Text segment:
========================================================================

Libraries installed and imported.


### Scrape the WikiPedia page

As the first step, we will need to scrape the WikiPedia page in order to retrieve its table, and therefore datas about the London Districts and Areas.
In order to do so, we will:
1. Scrape the page using BeautifulSoup;
2. Convert the OS Grid References found to coordinates (latitude, longitude) using the OSGRridConverter library; missing OS Grid References will results in NaN values for their coordinates;
3. Check the shape of the recovered dataframe

In [2]:
url_neigh = "https://en.wikipedia.org/wiki/List_of_areas_of_London"

# Scrape the page with BeautifulSoup
page = req.urlopen(url_neigh)
soup = BeautifulSoup(page, "lxml")
all_tables = soup.find_all("table")

# Initiate the dataframe
column_names = ['Location',
                'London Borough',
                'Post Town',
                'Post District',
                'Dial Code',
                'OS Grid Ref',
                'Latitude',
                'Longitude']
neigh_data = pd.DataFrame(columns=column_names)

========================================================================

[Data records]
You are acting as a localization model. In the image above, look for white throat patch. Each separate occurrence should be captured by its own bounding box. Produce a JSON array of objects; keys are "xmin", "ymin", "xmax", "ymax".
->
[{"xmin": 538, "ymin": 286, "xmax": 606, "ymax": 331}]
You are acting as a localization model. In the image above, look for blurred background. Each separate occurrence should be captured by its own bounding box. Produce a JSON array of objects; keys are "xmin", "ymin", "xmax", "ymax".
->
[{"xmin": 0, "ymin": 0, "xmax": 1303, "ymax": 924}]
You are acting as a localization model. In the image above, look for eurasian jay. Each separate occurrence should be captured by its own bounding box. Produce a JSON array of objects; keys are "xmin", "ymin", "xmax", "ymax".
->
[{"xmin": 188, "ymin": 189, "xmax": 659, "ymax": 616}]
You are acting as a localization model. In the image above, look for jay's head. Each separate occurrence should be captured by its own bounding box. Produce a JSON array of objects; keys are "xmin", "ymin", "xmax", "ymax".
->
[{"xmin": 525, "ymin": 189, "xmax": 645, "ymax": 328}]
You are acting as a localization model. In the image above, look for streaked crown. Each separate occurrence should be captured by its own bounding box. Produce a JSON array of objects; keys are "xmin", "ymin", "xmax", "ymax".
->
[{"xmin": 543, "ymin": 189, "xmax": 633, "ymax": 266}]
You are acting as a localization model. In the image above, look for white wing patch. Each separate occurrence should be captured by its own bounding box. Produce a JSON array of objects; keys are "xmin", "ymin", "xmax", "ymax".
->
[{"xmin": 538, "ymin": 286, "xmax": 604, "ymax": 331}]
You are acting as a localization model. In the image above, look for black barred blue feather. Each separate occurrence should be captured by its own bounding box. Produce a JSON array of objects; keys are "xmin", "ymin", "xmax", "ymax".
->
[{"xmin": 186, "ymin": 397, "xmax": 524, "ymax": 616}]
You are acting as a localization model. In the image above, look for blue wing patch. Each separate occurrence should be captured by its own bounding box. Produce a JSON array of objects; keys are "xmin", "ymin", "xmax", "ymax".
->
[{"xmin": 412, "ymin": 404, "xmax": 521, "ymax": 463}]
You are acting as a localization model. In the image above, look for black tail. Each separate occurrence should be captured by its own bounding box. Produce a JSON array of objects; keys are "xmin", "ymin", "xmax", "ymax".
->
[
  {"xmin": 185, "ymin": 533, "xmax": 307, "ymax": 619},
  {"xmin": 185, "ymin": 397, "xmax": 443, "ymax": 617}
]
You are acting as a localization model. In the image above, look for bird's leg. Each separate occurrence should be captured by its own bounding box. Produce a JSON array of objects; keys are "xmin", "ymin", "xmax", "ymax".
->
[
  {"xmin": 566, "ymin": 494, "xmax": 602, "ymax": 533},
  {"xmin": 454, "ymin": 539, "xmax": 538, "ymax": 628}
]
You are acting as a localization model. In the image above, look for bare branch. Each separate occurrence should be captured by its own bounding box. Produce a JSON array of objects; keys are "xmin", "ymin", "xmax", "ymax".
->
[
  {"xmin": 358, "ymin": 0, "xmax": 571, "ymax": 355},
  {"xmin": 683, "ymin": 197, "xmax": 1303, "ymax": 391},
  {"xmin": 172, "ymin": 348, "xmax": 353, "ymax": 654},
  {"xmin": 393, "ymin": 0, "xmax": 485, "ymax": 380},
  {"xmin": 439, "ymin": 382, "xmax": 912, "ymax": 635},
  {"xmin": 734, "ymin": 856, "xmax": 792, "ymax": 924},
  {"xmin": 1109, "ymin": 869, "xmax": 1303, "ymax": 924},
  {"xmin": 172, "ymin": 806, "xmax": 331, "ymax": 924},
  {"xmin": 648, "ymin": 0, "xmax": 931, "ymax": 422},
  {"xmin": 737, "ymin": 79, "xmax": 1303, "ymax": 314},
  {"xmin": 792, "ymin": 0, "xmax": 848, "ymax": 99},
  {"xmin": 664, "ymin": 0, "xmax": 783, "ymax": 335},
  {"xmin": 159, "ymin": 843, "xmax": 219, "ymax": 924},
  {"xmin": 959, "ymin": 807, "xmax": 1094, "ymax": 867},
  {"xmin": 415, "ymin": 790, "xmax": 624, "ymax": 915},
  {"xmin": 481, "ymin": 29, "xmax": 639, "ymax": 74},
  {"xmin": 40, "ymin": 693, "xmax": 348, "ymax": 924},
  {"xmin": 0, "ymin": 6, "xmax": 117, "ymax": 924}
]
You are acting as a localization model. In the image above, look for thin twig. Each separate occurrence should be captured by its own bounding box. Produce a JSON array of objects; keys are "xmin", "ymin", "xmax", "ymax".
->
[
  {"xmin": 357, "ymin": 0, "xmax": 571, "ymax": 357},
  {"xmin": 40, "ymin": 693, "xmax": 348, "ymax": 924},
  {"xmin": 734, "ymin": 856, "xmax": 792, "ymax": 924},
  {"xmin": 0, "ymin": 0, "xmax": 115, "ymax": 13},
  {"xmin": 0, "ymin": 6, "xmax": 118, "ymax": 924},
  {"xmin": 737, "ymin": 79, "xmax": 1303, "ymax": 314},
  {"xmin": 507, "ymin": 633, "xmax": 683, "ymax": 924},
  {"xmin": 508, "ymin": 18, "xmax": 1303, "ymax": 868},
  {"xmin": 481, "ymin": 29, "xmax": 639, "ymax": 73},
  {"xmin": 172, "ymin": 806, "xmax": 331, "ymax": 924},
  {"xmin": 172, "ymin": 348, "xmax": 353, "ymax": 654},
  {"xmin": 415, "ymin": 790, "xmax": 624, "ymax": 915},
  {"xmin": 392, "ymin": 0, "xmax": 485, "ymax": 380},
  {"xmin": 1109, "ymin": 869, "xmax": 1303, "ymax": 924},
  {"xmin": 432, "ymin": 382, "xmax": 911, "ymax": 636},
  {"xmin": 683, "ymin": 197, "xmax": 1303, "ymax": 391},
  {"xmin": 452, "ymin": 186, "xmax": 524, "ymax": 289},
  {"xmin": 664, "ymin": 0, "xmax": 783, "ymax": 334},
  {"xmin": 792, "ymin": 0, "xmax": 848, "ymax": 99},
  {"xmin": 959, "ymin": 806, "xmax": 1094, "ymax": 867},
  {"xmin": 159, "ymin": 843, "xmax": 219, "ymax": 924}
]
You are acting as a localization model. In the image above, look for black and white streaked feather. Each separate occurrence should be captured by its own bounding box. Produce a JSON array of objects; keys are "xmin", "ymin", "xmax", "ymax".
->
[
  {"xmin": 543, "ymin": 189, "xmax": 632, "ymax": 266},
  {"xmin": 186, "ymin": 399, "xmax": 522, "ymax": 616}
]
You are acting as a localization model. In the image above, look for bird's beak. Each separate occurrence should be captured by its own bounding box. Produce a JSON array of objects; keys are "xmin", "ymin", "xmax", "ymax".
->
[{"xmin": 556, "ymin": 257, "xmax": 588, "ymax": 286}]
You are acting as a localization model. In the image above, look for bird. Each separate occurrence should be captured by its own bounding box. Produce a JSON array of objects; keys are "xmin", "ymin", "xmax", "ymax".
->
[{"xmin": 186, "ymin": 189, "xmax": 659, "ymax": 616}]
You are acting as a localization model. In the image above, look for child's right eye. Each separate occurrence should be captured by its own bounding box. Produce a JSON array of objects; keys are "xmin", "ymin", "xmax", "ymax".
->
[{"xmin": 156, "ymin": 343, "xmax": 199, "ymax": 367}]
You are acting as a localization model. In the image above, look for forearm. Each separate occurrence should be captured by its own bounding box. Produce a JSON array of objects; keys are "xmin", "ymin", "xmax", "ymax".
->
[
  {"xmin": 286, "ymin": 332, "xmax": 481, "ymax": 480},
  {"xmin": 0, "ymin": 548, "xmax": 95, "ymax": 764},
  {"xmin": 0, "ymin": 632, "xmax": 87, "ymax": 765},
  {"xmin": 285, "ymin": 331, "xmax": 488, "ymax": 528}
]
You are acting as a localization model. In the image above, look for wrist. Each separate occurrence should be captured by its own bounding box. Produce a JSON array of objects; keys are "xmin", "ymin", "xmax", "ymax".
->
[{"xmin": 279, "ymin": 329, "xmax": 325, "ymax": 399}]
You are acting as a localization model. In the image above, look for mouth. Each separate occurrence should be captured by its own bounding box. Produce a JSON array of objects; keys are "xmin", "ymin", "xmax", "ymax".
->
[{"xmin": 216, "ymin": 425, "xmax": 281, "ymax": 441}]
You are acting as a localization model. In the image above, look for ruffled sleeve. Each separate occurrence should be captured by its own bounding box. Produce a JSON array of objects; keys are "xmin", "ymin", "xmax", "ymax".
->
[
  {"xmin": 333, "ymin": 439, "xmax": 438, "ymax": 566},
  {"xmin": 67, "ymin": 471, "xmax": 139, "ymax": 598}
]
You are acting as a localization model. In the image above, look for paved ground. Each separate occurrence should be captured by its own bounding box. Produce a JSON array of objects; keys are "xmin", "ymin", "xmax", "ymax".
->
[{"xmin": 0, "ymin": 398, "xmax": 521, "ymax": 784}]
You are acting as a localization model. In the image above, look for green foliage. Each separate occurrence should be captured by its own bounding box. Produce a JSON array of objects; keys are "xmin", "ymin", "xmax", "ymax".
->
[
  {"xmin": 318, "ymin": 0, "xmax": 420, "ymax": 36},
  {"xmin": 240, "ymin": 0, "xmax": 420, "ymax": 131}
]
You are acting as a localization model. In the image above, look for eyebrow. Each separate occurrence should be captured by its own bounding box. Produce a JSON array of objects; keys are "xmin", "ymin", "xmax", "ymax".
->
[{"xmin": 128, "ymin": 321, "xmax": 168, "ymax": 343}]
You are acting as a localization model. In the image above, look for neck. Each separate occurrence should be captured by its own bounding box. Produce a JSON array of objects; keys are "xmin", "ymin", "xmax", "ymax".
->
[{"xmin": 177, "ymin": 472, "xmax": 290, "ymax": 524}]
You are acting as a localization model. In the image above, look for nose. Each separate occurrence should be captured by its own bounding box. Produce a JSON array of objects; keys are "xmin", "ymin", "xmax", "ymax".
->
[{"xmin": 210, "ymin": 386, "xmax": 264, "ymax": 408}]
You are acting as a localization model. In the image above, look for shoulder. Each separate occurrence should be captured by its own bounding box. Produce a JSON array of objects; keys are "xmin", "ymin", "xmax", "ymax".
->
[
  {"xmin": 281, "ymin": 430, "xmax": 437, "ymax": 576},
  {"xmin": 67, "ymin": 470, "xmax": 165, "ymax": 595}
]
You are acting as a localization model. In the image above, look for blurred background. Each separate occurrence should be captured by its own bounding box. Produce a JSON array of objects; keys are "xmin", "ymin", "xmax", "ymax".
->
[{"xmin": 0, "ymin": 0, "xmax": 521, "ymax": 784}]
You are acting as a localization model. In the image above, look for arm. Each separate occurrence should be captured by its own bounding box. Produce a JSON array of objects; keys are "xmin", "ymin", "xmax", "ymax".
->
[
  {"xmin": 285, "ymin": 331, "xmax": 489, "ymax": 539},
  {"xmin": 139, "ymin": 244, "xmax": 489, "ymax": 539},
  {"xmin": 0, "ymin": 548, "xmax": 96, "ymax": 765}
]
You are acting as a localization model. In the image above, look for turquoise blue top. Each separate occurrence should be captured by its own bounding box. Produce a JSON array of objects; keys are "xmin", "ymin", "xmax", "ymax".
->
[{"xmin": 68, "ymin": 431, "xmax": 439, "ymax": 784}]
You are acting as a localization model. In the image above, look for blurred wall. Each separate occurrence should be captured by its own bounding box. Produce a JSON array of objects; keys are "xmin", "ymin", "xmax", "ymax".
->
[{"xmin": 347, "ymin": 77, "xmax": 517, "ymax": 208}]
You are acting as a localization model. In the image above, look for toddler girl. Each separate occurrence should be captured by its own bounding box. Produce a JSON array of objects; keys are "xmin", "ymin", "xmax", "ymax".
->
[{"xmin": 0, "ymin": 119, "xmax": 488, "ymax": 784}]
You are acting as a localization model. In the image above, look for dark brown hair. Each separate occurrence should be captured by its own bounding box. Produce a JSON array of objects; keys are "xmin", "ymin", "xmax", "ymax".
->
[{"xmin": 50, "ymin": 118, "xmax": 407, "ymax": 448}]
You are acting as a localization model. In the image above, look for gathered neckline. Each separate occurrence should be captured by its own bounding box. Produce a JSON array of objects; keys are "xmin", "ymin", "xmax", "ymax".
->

========================================================================

Work to complete:
A – Answer these questions on the text about scraping London areas, one answer per line:
(i) Which library is used to scrape the page?
(ii) What do missing OS Grid References result in?
(iii) What URL is assigned to url_neigh?
B – Please take the text on scraping London areas further, starting after its last line.
This data has no connection to the text on scraping London areas.

Responses per task:
A –
(i) BeautifulSoup
(ii) NaN values for their coordinates
(iii) https://en.wikipedia.org/wiki/List_of_areas_of_London

B –
# Loop through the scraping and extract the second table (first one is the coordinates files)
for row in all_tables[1].find_all('tr'):
    cells = row.findAll('td')
    if len(cells) == 6:
        wiki_location = cells[0].text.strip()
        wiki_borough = cells[1].text.strip()
        wiki_town = cells[2].text.strip()
        wiki_district = cells[3].text.strip()
        wiki_dial = cells[4].text.strip()
        
        wiki_gridref = cells[5].text.strip()
        try:
            wiki_latlong = grid2latlong(wiki_gridref)
        except:
            wiki_latlong.latitude = np.NaN
            wiki_latlong.longitude = np.NaN
        
        neigh_data = neigh_data.append({'Location': wiki_location,
                                        'London Borough': wiki_borough,
                                        'Post Town': wiki_town,
                                        'Post District': wiki_district,
                                        'Dial Code': wiki_dial,
                                        'OS Grid Ref': wiki_gridref,
                                        'Latitude': wiki_latlong.latitude,
                                        'Longitude': wiki_latlong.longitude}
                                       , ignore_index=True)

# Check the results
print("The resulting dataframe has a shape of: {}\n".format(neigh_data.shape))
neigh_data.head()

The resulting dataframe has a shape of: (532, 8)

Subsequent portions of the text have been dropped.